Text section:
########
AskDefine | Define galleon

Dictionary Definition

galleon n : a large square-rigged sailing ship with three or more masts; used by the Spanish for commerce and war from the 15th to 18th centuries

User Contributed Dictionary

English

Noun

  1. A large, three masted, square rigged sailing ship with at least two decks.

Translations

large sailing ship

Extensive Definition

A galleon was a large, multi-decked sailing ship used primarily by the nations of Europe from the 16th to 18th centuries. Whether used for war or commerce, they were generally armed with demi-culverin.
Galleons were an evolution of the caravel and carrack (or nao), for the new great ocean going voyages. A lowering of the forecastle and elongation of the hull gave an unprecedented level of stability in the water, and reduced wind resistance at the front, leading to a faster, more maneuverable vessel. The galleon differed from the older types primarily by being longer, lower and narrower, with a square tuck stern instead of a round tuck, and by having a snout or head projecting forward from the bows below the level of the forecastle. In Portugal at least, carracks were usually very large ships for their time (often over 1000 tons), while galleons were mostly under 500 tons, although the Manila galleons were to reach up to 2000 tons. Carracks tended to be lightly armed and used for transporting cargo, while galleons were purpose-built warships, and were stronger, more heavily armed, and also cheaper to build (5 galleons could cost around the same as 3 carracks) and were therefore a much better investment for use as warships. There are nationalistic disputes about the origin of the galleon, which are complicated by its evolutionary development, but each Atlantic sea-power developed types suited to their needs, while constantly learning from their rivals.
The galleon was powered entirely by sail, carried on three to five masts, with a lateen sail continuing to be used on the last (usually third) mast. They were used in both military and trade applications, most famously in the Spanish treasure fleet, and the Manila Galleons. In fact, galleons were so versatile that a single vessel may have been refitted for wartime and peacetime roles several times during its lifespan. The galleon was the prototype of all three or more masted, square rigged ships, for over two and a half centuries, including the later full rigged ship.
The principal warships of the opposing English and Spanish fleets in the 1588 confrontation of the Spanish Armada were galleons, with the modified English "race built" galleons developed by John Hawkins proving decisive, while the capacious Spanish galleons, designed primarily as transports for long ocean voyages, proved incredibly durable in the battles and in the great storm on the voyage home; most survived.

Construction

Galleons were constructed from oak (for the keel), pine (for the masts) and various hardwoods for hull and decking. Hulls were usually carvel-built. The expenses involved in galleon construction were enormous. Hundreds of expert tradesmen (including carpenters, pitch-melters, blacksmiths, coopers, shipwrights, etc.) worked day and night for months before a galleon was seaworthy. To cover the expense, galleons were often funded by groups of wealthy businessmen who pooled resources for a new ship. Therefore, most galleons were originally consigned for trade, although those captured by rival nations were usually put into military service.
########
Task list:
1. List every line of the listing that contains the string "glass", treating uppercase and lowercase letters as different.
2. Extend the text on galleons, picking up right after its final sentence.
########
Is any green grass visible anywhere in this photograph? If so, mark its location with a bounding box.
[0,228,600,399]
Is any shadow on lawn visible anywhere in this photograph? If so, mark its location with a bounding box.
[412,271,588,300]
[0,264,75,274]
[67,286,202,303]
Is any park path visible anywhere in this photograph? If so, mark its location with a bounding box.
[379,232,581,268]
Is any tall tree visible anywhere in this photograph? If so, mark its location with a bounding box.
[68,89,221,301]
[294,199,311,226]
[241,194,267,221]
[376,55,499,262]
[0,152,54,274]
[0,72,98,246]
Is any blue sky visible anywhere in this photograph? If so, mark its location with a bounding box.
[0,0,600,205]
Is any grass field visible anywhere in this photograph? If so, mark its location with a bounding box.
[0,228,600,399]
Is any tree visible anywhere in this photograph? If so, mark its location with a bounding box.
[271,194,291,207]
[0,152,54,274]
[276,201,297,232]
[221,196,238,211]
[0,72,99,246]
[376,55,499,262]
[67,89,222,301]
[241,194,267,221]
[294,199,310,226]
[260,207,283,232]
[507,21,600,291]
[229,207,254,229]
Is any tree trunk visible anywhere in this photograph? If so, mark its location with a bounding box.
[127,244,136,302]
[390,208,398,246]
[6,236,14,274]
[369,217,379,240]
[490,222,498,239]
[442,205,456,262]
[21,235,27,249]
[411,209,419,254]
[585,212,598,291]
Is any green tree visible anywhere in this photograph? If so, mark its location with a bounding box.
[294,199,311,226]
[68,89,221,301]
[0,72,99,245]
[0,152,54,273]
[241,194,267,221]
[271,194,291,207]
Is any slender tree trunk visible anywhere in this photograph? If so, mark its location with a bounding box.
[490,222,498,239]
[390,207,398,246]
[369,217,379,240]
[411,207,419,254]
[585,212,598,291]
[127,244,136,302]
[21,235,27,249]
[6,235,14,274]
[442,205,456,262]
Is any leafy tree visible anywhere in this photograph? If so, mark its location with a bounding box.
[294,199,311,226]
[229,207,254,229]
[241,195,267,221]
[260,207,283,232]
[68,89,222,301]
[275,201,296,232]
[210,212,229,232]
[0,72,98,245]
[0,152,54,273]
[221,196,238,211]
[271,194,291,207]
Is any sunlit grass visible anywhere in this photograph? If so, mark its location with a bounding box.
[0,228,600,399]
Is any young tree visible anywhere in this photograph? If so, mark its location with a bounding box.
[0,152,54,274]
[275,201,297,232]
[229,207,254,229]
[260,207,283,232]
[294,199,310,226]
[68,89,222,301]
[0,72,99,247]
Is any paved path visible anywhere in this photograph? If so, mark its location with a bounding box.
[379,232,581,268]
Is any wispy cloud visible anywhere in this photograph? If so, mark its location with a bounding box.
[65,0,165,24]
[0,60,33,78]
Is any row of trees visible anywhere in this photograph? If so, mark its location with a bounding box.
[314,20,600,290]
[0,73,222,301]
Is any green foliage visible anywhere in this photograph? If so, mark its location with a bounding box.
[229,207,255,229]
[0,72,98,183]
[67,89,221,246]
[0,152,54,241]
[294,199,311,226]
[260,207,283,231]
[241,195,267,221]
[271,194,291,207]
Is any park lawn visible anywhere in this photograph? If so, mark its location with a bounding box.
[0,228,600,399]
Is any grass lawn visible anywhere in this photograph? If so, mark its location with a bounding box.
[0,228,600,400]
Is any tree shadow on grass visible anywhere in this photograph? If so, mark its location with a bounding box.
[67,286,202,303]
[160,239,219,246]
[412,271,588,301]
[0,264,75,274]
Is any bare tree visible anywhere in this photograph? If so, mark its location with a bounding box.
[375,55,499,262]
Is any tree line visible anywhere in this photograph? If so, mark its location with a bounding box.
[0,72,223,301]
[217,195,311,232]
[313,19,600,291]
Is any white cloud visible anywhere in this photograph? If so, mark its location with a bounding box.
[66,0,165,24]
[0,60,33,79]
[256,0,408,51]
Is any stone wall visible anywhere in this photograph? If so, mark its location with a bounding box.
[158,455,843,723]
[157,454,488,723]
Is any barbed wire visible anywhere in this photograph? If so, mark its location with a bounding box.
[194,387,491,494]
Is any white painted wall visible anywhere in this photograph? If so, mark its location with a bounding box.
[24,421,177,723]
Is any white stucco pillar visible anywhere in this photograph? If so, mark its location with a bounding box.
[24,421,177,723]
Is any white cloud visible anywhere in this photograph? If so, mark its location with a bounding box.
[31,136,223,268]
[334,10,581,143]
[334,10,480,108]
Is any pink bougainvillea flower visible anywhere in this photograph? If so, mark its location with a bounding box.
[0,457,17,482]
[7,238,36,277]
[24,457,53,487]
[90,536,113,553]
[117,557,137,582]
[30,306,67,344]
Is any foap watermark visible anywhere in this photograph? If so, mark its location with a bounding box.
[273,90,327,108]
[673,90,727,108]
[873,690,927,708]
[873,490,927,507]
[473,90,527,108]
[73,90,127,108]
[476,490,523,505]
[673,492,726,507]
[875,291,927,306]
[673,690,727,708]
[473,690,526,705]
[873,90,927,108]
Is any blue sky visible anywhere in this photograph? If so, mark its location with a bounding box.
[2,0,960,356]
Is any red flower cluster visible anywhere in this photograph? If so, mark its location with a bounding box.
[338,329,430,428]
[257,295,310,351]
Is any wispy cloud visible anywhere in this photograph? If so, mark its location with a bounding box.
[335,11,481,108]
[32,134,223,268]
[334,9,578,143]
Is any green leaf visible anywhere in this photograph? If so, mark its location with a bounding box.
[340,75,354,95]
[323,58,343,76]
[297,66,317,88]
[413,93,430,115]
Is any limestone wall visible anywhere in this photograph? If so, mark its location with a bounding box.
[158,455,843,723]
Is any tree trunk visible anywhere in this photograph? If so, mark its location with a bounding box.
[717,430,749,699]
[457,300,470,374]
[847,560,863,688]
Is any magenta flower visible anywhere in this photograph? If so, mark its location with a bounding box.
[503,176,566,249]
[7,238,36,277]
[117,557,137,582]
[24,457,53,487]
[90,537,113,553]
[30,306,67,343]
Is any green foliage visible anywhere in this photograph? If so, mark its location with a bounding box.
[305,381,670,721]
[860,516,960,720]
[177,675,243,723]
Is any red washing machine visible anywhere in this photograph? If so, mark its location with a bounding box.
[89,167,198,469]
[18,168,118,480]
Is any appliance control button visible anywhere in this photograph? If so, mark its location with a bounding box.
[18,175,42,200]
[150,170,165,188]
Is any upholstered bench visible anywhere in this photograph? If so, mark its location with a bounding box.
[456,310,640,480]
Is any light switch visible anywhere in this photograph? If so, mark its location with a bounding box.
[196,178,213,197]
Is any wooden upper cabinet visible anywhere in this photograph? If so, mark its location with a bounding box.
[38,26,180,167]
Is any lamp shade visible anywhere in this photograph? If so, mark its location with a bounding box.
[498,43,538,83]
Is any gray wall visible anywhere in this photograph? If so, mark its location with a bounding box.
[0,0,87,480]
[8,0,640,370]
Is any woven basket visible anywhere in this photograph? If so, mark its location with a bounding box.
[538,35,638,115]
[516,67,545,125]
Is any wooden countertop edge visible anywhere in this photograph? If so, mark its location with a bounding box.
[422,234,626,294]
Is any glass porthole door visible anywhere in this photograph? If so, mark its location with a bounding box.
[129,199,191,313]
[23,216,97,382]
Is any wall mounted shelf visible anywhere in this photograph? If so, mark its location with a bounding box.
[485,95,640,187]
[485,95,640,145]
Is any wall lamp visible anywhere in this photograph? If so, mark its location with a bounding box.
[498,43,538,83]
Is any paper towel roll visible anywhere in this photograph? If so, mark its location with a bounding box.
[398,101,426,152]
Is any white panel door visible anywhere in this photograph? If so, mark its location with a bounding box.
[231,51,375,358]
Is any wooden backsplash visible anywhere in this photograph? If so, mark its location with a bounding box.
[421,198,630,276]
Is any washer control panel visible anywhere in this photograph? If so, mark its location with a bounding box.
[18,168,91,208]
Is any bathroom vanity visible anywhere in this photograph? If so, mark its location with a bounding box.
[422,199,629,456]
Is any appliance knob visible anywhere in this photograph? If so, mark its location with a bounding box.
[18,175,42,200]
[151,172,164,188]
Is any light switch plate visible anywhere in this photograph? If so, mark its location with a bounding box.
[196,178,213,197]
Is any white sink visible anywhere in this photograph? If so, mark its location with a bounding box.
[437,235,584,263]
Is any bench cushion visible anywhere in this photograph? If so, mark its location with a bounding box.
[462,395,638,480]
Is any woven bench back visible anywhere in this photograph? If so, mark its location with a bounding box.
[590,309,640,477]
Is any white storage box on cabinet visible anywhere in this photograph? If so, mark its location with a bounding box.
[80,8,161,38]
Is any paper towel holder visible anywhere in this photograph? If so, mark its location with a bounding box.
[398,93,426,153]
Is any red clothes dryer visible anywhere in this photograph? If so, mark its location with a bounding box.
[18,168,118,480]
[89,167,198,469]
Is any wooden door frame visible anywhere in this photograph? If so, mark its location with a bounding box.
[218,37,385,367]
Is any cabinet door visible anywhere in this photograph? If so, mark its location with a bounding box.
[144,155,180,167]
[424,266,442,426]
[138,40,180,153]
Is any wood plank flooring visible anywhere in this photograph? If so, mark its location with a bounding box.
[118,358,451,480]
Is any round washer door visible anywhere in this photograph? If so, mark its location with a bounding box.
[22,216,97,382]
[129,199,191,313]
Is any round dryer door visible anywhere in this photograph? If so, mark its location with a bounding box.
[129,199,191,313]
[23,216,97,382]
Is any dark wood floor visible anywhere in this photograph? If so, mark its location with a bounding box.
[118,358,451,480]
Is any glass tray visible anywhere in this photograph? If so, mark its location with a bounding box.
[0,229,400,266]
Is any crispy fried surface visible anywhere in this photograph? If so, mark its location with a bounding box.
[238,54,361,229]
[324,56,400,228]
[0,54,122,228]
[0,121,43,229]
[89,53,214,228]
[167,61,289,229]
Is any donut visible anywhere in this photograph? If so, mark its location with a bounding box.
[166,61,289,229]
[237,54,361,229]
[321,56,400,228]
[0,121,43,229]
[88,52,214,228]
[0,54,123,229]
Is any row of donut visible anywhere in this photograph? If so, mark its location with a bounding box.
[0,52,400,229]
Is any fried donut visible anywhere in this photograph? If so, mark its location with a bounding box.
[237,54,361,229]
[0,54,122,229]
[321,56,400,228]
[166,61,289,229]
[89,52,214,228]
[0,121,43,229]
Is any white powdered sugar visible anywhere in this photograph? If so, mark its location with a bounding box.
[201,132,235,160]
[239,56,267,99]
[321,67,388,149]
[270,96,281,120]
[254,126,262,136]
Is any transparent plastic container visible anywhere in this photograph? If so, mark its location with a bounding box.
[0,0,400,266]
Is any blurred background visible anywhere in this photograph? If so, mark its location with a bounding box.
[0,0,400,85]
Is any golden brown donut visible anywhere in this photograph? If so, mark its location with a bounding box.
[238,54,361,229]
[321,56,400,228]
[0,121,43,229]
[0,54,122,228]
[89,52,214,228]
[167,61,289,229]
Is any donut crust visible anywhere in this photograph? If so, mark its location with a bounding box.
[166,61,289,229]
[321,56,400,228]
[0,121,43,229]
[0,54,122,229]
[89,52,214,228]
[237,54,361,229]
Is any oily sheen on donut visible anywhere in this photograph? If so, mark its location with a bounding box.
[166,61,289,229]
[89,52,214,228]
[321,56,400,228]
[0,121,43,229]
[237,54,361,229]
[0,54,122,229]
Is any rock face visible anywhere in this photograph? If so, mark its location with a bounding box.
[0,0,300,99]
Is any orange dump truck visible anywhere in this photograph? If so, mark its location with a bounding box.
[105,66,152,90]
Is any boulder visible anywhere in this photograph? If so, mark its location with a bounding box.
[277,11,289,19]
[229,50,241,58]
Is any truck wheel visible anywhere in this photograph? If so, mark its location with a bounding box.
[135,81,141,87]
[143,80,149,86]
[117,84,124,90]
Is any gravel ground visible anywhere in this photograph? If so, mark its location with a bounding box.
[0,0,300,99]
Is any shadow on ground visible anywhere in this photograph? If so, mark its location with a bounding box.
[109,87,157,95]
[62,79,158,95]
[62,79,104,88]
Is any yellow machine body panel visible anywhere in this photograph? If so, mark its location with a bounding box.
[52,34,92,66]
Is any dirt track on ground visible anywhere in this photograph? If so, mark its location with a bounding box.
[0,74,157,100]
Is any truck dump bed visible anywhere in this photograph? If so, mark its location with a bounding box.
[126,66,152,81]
########
Final answers:
1.
Is any glass porthole door visible anywhere in this photograph? If so, mark its location with a bounding box.
Is any glass tray visible anywhere in this photograph? If so, mark its location with a bounding box.

2.
The most common gun used aboard a galleon was the demi-culverin, although gun sizes up to demi-cannon were possible.
Because of the long periods often spent at sea and poor conditions on board, much of the crew often perished during the voyage; therefore advanced rigging systems were developed so that the vessel could be sailed home by an active sailing crew a fraction of the size aboard at departure.

Distinguishing features

References

Literature

  • Alertz, U. (1991) Vom Schiffbauhandwerk zur Schiffbautechnik : die Entwicklung neuer Entwurfs- und Konstruktionsmethoden im italienischen Galeerenbau (1400-1700), Hamburg : Kovač, ISBN 3-925630-56-2
  • Humble, R. and Bergin, M. (1993) A 16th century galleon, Inside story series, Hemel Hempstead : Simon & Schuster, ISBN 0-7500-1339-7
  • Kirsch, P. (1990) The Galleon: the great ships of the Armada era, London : Conway Maritime, ISBN 0-85177-546-2
  • Rutland, J. (1988) A galleon, 2nd rev. ed., Connaty, M. (ed.), London : Kingfisher, ISBN 0-86272-327-2
  • Serrano Mangas, F. (1992) Función y evolución del galeón en la carrera de Indias, Colección Mar y América 9, Madrid : Editorial MAPFRE, ISBN 84-7100-285-X
galleon in Bosnian: Galeon
galleon in Catalan: Galió
galleon in Danish: Galeon
galleon in German: Galeone
galleon in Spanish: Galeón
galleon in Estonian: Galeoon
galleon in Finnish: Kaljuuna
galleon in French: Galion
galleon in Croatian: Galijun
galleon in Hungarian: Galeon
galleon in Icelandic: Galíasi
galleon in Italian: Galeone
galleon in Japanese: ガレオン船
galleon in Dutch: Galjoen (schip)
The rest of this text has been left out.